- [ACTIVITY]
Using the text on vaccine nationalism, explain in one to three sentences why it claims that "there is no such thing as a 'UK vaccine.'"

- [TEXT UNDER STUDY]
__________
The underlying problem is vaccine nationalism itself, and the EU principle on this is not “We only have to do what is best for our country’, but ‘ Do what is best for all of our citizens as well, so we do this together”. That has taken time to agree, and the European joint medical sourcing processes need improving, but it is going in the right direction. You can’t stop a pandemic in one country alone. It’s not about being “world beating”, it’s about the whole world beating the virus. We need vaccines for all and this requires a global effort. Boris Johnson claims our early rollout of the AZ/Oxford vaccine as a British victory, yet there is no such thing as a “UK vaccine”. It’s a worldwide team effort – all Coronavirus vaccines are being developed through the international collaboration of scientists and tested in various countries. The EU gave £3billion in development funds towards the work. AstraZenica itself is an Anglo-Swedish multinational pharmaceutical company with the role of producing and supplying the Oxford vaccine worldwide. Their production facilities operate in the Netherlands, Belgium, Italy, Germany, Australia & USA among others. The first batch of UK jabs were cultured in Italy and manufactured in Belgium. So while Oxford University’s ground-breaking scientific development is worthy of celebration, it had huge global input and the vaccine has only been brought to us all due to AZ’s continental operations – a truly pan-European team effort of which we should all be proud.
__________
- [DATA PROVIDED]
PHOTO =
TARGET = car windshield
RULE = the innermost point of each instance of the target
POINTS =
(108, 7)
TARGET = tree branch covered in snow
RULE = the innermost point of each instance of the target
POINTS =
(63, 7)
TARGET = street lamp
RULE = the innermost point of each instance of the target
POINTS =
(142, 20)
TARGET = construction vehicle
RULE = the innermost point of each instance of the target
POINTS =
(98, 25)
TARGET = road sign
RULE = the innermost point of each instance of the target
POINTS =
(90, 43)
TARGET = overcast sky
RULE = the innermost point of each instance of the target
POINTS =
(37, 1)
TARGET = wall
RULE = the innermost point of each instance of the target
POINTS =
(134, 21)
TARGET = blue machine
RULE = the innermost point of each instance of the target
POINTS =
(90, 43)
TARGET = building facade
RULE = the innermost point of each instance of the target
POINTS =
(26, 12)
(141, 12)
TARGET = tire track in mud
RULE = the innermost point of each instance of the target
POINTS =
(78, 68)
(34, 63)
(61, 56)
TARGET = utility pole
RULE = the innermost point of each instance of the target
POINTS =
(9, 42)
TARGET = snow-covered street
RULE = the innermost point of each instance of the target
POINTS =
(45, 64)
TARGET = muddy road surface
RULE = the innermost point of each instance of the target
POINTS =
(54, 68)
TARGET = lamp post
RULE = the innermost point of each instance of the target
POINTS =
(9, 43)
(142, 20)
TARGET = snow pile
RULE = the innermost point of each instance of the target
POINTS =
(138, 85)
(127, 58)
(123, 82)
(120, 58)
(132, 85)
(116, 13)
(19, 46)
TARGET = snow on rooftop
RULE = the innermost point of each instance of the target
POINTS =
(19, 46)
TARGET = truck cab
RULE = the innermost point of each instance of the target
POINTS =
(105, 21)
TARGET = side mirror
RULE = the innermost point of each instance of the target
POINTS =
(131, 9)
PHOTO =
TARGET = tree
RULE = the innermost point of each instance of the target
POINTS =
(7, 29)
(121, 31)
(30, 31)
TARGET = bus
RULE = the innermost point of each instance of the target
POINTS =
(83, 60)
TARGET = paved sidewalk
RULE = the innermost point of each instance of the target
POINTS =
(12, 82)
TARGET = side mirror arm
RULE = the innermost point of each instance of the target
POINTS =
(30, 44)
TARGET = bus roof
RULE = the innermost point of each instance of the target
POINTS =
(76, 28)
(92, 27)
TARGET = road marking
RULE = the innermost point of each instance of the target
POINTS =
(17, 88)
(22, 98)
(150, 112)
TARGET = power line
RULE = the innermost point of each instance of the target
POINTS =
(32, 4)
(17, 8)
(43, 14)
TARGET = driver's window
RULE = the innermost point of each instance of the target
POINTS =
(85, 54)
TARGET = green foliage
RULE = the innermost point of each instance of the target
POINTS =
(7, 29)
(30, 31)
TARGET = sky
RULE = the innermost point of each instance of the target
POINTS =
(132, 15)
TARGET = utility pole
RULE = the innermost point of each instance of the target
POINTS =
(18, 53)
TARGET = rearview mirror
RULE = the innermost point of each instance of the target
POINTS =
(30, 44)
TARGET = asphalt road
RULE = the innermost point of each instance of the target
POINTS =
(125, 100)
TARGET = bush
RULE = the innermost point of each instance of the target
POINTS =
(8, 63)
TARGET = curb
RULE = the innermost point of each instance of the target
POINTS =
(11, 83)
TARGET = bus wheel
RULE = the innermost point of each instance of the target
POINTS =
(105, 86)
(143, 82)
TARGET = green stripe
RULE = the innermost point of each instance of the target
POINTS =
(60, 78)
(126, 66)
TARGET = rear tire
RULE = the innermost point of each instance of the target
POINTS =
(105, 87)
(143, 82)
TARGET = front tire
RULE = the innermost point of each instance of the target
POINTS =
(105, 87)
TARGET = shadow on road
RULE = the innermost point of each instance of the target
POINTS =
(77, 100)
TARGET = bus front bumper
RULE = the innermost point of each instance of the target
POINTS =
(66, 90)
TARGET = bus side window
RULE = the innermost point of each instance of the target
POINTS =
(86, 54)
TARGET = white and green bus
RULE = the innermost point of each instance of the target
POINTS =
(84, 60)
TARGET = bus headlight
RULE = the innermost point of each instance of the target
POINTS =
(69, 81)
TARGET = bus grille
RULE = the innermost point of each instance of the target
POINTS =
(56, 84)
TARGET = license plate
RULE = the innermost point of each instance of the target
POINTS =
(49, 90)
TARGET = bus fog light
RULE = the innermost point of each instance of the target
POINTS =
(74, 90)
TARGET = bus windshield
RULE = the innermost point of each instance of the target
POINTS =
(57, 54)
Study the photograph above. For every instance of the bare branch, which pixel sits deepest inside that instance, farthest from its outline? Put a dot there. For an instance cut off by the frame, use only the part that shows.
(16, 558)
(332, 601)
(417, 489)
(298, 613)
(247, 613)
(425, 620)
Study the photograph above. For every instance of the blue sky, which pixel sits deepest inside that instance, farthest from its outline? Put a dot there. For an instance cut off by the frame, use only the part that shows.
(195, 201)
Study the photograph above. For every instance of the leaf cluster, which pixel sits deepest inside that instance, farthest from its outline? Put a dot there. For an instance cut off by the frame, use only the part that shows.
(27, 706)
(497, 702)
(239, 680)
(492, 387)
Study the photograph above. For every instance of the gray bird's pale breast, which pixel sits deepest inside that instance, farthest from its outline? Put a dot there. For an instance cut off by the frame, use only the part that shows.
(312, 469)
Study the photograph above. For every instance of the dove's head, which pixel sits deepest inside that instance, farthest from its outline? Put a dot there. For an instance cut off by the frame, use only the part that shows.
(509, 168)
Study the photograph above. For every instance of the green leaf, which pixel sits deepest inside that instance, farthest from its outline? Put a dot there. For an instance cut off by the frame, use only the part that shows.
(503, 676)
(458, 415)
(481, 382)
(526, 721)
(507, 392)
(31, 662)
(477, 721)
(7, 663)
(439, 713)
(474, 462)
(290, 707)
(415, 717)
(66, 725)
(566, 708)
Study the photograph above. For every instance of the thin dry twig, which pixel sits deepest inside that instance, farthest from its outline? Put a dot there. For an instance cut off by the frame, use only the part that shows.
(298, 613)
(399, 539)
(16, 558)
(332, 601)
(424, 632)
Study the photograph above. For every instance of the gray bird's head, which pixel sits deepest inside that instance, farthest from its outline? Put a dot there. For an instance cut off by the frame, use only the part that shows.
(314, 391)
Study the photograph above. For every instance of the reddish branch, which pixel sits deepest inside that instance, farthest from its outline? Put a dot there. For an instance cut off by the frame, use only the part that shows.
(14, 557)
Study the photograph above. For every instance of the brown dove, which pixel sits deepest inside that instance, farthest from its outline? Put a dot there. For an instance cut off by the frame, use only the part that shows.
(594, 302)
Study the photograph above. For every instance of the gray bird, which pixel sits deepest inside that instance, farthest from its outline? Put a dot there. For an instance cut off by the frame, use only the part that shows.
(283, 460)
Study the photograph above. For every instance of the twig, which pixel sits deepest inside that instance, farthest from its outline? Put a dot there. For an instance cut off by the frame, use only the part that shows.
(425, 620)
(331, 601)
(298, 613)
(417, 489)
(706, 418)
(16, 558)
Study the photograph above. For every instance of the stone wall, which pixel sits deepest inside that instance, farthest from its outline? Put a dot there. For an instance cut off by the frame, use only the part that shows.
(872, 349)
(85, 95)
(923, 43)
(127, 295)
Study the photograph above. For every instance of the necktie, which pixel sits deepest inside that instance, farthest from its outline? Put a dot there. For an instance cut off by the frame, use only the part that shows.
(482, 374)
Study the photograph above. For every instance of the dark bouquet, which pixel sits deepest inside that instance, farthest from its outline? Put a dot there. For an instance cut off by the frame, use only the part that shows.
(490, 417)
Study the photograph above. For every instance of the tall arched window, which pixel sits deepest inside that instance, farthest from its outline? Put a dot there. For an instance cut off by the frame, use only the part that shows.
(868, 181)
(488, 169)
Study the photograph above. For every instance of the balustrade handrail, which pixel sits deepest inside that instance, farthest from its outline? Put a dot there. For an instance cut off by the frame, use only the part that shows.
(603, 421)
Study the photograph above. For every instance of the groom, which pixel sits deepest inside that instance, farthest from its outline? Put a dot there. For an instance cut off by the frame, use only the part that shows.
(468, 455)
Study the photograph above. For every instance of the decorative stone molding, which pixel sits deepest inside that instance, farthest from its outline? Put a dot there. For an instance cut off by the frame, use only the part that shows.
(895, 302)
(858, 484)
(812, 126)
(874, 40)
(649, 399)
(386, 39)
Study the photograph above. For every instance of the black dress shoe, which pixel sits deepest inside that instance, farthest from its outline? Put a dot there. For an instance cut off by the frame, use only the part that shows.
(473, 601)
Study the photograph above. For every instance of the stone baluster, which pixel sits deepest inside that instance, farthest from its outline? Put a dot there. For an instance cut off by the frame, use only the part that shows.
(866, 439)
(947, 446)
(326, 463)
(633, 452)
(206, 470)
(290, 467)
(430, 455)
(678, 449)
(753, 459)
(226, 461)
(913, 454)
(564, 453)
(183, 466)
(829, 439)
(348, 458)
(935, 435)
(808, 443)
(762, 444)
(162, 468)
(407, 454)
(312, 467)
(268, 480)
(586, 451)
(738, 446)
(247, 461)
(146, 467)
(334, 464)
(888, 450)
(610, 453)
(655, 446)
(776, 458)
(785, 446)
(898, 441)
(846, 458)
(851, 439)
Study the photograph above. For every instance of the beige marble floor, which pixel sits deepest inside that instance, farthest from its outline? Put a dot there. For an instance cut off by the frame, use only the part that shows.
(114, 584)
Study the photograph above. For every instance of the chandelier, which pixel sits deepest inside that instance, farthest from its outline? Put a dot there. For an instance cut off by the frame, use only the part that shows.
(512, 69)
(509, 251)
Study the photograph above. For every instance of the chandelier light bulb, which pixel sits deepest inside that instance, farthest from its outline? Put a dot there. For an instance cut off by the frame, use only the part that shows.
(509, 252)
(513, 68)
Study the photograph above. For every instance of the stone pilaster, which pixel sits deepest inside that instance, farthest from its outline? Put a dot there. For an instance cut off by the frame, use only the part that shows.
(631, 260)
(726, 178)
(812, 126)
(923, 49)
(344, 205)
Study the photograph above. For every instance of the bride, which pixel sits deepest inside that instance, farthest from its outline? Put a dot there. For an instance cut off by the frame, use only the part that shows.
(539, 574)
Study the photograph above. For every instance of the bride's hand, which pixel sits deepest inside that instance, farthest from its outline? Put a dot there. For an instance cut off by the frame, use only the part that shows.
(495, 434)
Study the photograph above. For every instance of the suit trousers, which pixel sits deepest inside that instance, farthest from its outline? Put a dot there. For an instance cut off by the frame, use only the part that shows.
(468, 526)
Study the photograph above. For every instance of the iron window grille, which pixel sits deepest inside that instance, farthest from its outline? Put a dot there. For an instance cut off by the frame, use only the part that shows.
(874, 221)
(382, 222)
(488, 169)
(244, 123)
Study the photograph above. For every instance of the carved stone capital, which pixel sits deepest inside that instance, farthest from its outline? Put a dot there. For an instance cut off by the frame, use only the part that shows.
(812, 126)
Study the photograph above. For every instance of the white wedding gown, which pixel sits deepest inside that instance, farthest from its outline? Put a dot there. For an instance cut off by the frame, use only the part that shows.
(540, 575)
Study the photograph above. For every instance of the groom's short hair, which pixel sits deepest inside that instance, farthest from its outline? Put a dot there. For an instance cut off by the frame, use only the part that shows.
__________
- [EXERCISE OUTPUT]
All Coronavirus vaccines are being developed through the international collaboration of scientists and tested in various countries, and the EU gave £3billion in development funds toward the work. The company producing and supplying the Oxford vaccine is an Anglo-Swedish multinational with facilities in many countries. The first batch of UK jabs was cultured in Italy and manufactured in Belgium.